- Opening Delimiter -
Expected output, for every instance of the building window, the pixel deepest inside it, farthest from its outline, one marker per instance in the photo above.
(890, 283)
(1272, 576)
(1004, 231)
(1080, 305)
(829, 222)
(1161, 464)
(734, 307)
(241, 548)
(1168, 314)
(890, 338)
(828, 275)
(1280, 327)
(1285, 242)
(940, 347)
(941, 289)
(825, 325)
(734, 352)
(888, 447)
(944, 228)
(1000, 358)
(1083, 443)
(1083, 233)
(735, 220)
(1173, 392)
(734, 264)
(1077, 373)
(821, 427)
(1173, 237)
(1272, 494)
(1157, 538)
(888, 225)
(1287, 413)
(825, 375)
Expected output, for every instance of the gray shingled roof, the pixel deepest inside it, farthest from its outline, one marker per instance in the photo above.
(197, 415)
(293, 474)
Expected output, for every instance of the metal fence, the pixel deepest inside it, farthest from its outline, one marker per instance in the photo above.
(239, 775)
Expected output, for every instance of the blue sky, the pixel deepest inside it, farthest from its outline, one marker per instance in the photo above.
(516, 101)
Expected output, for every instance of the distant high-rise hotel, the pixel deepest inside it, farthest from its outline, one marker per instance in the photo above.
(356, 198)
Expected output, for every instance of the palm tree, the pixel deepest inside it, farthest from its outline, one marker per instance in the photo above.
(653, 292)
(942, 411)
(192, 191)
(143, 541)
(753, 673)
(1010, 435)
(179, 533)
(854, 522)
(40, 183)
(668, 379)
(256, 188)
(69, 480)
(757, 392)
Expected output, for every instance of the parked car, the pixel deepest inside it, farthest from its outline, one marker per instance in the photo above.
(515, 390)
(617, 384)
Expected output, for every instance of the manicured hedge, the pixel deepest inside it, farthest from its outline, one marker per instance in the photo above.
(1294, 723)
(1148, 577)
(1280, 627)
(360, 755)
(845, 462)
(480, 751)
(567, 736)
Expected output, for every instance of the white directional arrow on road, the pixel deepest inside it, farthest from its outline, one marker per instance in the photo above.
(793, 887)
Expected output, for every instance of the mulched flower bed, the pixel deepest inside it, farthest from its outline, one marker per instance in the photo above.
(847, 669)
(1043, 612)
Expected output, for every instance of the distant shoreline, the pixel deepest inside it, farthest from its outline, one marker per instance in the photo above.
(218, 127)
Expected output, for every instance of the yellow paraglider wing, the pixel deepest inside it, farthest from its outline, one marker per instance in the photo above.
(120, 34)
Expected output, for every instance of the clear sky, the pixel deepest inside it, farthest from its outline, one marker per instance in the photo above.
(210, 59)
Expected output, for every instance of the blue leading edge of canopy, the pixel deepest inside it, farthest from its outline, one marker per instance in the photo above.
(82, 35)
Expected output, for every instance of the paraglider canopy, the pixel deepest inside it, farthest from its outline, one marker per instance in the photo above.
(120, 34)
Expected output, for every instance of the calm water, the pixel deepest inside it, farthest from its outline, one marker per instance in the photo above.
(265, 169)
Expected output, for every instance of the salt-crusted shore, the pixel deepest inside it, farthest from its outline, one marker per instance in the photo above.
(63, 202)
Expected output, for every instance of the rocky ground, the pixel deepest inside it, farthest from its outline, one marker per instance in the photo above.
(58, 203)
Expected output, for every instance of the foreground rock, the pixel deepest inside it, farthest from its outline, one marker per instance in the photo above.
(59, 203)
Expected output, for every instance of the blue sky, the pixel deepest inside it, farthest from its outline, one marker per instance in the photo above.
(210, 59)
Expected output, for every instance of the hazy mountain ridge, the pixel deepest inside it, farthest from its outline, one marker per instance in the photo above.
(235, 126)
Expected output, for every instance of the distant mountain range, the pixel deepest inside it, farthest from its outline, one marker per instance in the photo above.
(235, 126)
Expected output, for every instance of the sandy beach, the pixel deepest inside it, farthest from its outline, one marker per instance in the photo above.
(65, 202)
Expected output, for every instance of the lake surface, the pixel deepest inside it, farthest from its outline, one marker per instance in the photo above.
- Closing Delimiter -
▶ **Your goal**: Produce an exact copy of each line from the one holding "Expected output, for every instance of the sandy" through the last line of the records, both included, and nothing more.

▶ **Solution to this task**:
Expected output, for every instance of the sandy beach, the pixel deepest inside it, farthest from its outline, one marker per instance in the photo above.
(65, 202)
Expected output, for every instance of the lake surface, the pixel deepest inside it, farthest from its outline, one marker per instance in the photo above.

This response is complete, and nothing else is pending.